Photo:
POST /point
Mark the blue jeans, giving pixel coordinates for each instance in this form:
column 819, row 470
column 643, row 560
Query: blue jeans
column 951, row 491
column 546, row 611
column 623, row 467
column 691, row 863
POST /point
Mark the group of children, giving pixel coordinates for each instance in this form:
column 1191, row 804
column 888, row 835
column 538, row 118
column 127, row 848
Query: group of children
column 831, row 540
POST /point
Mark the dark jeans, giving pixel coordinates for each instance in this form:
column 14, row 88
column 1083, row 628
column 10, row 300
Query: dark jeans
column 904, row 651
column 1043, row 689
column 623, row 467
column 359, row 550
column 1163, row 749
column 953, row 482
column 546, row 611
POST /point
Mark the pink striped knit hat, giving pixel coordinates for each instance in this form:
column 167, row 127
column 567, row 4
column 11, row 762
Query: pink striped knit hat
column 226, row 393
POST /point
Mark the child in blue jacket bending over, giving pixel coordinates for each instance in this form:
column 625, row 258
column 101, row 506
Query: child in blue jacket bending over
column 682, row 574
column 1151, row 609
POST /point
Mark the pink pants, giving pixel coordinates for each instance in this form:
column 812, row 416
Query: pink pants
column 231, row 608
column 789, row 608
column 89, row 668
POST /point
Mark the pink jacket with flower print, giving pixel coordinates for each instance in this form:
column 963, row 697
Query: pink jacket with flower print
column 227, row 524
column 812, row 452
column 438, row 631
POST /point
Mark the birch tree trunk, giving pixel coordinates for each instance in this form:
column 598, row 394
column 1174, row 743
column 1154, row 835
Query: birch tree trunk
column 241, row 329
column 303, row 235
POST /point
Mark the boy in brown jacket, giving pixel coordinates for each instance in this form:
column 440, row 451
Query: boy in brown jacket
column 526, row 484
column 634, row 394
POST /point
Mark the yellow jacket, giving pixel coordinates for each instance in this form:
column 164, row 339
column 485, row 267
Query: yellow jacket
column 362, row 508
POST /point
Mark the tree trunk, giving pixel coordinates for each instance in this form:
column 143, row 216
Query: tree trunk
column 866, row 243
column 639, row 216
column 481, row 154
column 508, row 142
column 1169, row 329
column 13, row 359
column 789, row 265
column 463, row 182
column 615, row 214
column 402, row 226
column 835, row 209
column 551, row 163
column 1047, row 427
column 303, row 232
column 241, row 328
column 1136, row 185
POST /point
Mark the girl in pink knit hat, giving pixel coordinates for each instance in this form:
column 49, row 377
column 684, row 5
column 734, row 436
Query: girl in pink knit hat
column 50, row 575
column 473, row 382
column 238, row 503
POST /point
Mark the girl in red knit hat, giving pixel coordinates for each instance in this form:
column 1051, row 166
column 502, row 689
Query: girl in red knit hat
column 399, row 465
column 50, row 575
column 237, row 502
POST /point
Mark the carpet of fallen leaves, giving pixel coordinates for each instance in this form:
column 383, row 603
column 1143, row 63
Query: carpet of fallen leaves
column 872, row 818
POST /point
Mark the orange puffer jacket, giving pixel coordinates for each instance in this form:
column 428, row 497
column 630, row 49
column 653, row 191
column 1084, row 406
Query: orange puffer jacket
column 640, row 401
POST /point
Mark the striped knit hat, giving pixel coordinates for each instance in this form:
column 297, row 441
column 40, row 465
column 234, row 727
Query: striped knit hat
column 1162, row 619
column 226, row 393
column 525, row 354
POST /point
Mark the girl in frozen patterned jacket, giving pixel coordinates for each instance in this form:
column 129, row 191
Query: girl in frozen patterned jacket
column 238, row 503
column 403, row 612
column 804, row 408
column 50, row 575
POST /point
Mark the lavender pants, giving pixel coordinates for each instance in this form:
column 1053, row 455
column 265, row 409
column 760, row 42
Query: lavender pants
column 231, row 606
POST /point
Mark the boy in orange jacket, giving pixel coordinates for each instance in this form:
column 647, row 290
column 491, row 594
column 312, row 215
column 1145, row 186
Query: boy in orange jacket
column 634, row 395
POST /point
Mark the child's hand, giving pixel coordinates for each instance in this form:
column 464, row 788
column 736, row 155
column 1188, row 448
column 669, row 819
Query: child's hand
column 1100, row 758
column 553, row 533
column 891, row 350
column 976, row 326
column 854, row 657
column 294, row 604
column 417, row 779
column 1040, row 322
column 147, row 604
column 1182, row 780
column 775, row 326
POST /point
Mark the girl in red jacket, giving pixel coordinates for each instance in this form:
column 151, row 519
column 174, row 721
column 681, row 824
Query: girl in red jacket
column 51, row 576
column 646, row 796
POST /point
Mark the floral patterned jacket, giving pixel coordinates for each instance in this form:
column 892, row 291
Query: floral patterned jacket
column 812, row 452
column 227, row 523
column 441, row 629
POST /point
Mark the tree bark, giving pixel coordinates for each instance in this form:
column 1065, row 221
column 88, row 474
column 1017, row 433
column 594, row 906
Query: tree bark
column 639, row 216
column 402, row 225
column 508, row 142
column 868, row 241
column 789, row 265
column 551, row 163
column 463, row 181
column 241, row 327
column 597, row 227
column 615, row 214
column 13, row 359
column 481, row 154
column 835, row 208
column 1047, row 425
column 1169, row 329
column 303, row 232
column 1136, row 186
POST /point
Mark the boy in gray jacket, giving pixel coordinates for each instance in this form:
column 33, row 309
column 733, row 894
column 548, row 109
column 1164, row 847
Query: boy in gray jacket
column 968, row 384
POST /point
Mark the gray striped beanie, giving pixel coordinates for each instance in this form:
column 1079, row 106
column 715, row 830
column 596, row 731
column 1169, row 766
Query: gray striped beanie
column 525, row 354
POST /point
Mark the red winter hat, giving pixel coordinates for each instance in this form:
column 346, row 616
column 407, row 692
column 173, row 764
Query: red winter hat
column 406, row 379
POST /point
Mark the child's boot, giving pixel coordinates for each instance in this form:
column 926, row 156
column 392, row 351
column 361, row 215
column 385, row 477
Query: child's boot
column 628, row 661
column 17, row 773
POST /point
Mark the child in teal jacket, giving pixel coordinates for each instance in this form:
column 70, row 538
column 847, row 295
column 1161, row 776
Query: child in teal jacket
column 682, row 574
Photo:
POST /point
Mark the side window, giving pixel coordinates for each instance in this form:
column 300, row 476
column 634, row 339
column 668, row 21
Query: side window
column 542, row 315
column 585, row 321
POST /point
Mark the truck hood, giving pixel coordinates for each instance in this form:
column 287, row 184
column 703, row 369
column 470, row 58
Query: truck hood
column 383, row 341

==

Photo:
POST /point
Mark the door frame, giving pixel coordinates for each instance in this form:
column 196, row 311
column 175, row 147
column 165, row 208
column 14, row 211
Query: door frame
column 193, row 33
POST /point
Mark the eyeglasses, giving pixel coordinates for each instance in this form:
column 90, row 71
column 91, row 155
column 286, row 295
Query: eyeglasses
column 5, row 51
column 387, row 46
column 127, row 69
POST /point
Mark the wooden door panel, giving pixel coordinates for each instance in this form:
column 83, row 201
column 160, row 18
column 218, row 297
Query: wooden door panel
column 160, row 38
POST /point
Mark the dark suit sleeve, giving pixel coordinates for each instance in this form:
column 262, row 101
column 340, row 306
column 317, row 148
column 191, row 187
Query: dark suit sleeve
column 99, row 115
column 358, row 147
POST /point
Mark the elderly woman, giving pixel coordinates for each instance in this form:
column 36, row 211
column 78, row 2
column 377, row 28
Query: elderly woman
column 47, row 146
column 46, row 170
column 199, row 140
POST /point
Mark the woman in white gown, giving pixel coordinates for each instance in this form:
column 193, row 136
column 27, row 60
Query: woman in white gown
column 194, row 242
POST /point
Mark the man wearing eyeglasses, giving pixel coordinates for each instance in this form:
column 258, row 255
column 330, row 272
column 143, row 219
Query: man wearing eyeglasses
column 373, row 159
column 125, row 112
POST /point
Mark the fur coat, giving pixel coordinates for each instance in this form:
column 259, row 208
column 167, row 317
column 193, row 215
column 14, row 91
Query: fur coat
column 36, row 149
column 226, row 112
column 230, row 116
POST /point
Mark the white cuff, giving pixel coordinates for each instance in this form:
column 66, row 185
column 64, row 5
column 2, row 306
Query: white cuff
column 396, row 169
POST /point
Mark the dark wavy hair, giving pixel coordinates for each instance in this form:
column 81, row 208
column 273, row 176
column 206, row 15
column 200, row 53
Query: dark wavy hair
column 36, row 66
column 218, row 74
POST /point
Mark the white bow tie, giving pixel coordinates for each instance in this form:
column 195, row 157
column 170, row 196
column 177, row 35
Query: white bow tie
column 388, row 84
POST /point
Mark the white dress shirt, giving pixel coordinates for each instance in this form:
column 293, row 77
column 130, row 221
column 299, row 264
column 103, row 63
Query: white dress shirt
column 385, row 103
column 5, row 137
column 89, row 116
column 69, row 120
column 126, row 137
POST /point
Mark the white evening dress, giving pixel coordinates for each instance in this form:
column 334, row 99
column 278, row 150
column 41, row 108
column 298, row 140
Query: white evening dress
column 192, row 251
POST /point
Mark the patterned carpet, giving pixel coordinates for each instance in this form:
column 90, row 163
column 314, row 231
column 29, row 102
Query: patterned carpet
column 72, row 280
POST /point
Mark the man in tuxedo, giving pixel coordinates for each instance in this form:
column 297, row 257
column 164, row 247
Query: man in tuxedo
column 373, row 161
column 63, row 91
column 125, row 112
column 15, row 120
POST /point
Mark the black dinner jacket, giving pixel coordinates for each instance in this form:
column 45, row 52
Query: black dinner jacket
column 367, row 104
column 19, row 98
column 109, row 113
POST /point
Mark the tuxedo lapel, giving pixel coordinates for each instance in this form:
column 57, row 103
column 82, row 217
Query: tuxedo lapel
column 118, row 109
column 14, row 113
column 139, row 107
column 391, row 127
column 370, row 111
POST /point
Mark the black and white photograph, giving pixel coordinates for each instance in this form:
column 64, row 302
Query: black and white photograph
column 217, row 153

Exercise directions: Which lines in the records above contain the string "hair"? Return each of those lines in full.

Answer to the problem:
Mark the dark wavy hair, giving pixel coordinates for each instance in this form:
Query: dark wavy hair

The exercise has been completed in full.